Required work:
[a] In the note on the dedication of The Waste Land, why did Pound commend Arnaut Daniel in The Spirit of Romance? Answer in one to three sentences.
[b] Continue the note on the dedication of The Waste Land from its final sentence.

Passage:
■ ■ ■ ■ ■

T.S. Eliot, The Waste Land
(TWL), Dedication
For Ezra Pound
il miglior fabbro.
See Dante Alighieri, The Divine Comedy: Purgatorio 26:115-117 (ca. 1321;
tr. Henry Wordsworth Longfellow, 1867):
‘O brother, said he, ‘he who I point out, ...was of the mother tongue
a better smith.’”
This is Dante’s tribute to 12th century Provencal poet Arnaut Daniel. For
Eliot’s further tribute, see TWL 428, where Dante’s Daniel speaks from
purgatory. See also Ezra Pound, The Spirit of Romance (1910),
Pound’s first book on literary criticism in which he translated Dante’s
phrase "il miglio fabbro" as “the better craftsman” and commended
Daniel for his “refusal to use the ‘journalese’ of his day.”
Eliot added this dedication to EZRA POUND in 1925, in Poems, 1909-1925
(Faber), three years after The Waste Land's initial publication. This was also
the first edition in which Eliot included explanatory endnotes. After they met in
1914, Pound was influential in getting Eliot’s The Love Song of J. Alfred
Prufrock published in Poetry Magazine in 1915. See Valerie Eliot, Letters of
T.S. Eliot: 1898-1922 (1988). Pound was even more actively involved as
a reader and editor for The Waste Land. See note at TWL 69, and for a
sample of Pound’s editing see notes 166, 212, 219 and 293; for a fuller effect,
see T. S. Eliot: The Waste Land, a Facsimile & Transcript of the Original
Drafts Including the Annotations of Ezra Pound, edited and with an
Introduction by Valerie Eliot (1971).

■ ■ ■ ■ ■

Records from a point labeling set:

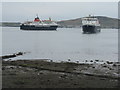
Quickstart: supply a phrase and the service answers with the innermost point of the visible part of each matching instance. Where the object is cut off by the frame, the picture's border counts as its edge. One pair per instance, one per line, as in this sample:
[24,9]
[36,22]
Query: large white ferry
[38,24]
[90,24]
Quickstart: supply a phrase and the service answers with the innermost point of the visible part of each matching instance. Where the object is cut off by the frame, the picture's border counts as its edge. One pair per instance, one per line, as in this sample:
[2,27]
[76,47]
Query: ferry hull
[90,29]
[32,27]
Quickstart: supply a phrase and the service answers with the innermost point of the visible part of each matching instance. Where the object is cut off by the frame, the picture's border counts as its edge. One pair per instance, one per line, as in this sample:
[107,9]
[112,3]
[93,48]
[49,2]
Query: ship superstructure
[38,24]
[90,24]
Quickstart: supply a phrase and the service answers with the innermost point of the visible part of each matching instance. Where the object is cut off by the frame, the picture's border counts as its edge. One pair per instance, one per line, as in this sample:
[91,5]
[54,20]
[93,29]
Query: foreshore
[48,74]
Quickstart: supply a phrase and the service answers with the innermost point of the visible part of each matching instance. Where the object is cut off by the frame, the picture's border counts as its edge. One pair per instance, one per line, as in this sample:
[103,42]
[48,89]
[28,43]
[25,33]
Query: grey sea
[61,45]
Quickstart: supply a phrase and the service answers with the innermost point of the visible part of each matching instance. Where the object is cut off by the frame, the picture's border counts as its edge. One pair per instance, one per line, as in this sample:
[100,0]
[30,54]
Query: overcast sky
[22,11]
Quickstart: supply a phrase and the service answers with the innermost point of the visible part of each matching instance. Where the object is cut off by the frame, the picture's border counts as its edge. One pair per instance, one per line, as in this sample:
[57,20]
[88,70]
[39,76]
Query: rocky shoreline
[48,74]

■ ■ ■ ■ ■

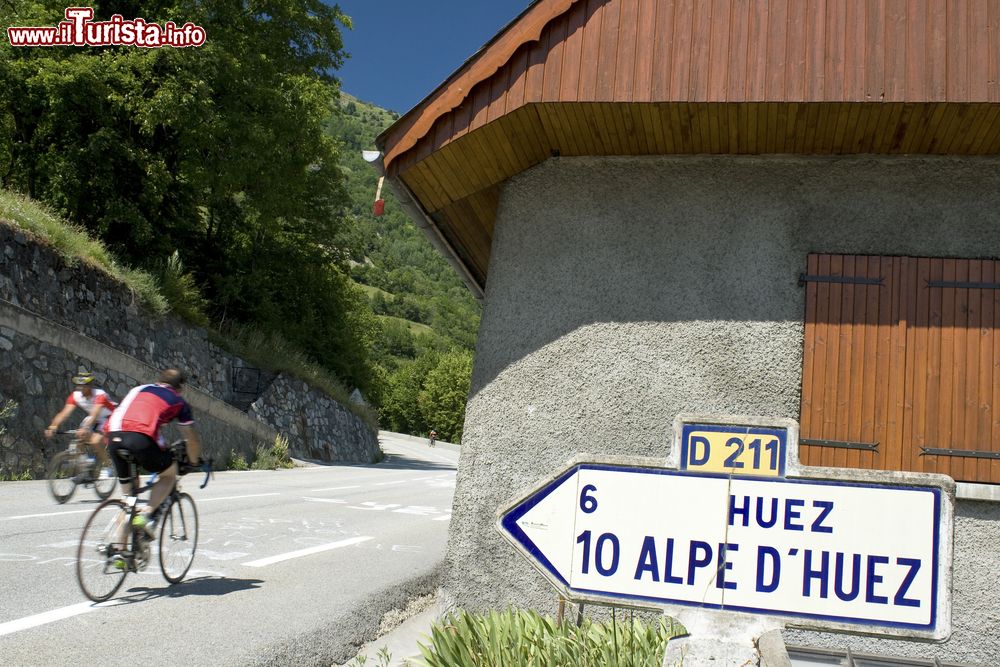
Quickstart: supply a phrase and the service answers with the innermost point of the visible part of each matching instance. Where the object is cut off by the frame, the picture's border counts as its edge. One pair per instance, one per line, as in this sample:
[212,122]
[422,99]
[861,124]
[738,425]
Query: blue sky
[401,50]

■ ■ ■ ■ ■

Answers in order:
[a] Pound commended Daniel for his "refusal to use the 'journalese' of his day." He made this judgment in The Spirit of Romance, where he also translated Dante's phrase "il miglior fabbro" as "the better craftsman."

[b]
See also Pound’s 1921 letter to Eliot just before The Waste Land was
published, in V. Eliot, Letters. In a 48 line poem he called “Sage
Homme,” Pound congratulated his friend for creating the poem but took
his due credit for helping with the delivery. Pound’s poem begins:
These are the poems of Eliot
By the Uranian Muse begot;
A Man their Mother was,
A Muse their Sire.
How did the printed Infancies result
From Nuptials thus doubly difficult?
If you must needs enquire
Know diligent Reader
That on each Occasion
Ezra performed the Caesarean Operation.
For a delayed response, see Eliot, Ezra Pound (Poetry, Sept. 1946):
I have sometimes tried to perform the same sort of maieutic task; and I
know that one of the temptations against which I have to be on guard,
is trying to rewrite somebody's poem in the way I should have written
it myself if I had wanted to write that poem. Pound never did that: he
tried first to understand what one was attempting to do, and then tried
to help one do it in one's own way.
T. S. Eliot gets the top billing for The Waste Land, but the first of his
endnotes immediately credits both Jessie Weston and James Frazer.
Eliot (1925):
Not only the title, but the plan and a good deal of the incidental
symbolism of the poem were suggested by Miss Jessie L. Weston’s
book on the Grail legend: From Ritual to Romance (Cambridge).
Indeed, so deeply am I indebted, Miss Weston’s book will elucidate
the difficulties of the poem much better than my notes can do; and I
recommend it (apart from the great interest of the book itself) to any
who think such elucidation of the poem worth the trouble. To another
work of anthropology I am indebted in general, one which has
influenced our generation profoundly; I mean The Golden Bough; I
have used especially the two volumes Adonis, Attis, Osiris. Anyone
who is acquainted with these works will immediately recognize in the
poem certain references to vegetation ceremonies.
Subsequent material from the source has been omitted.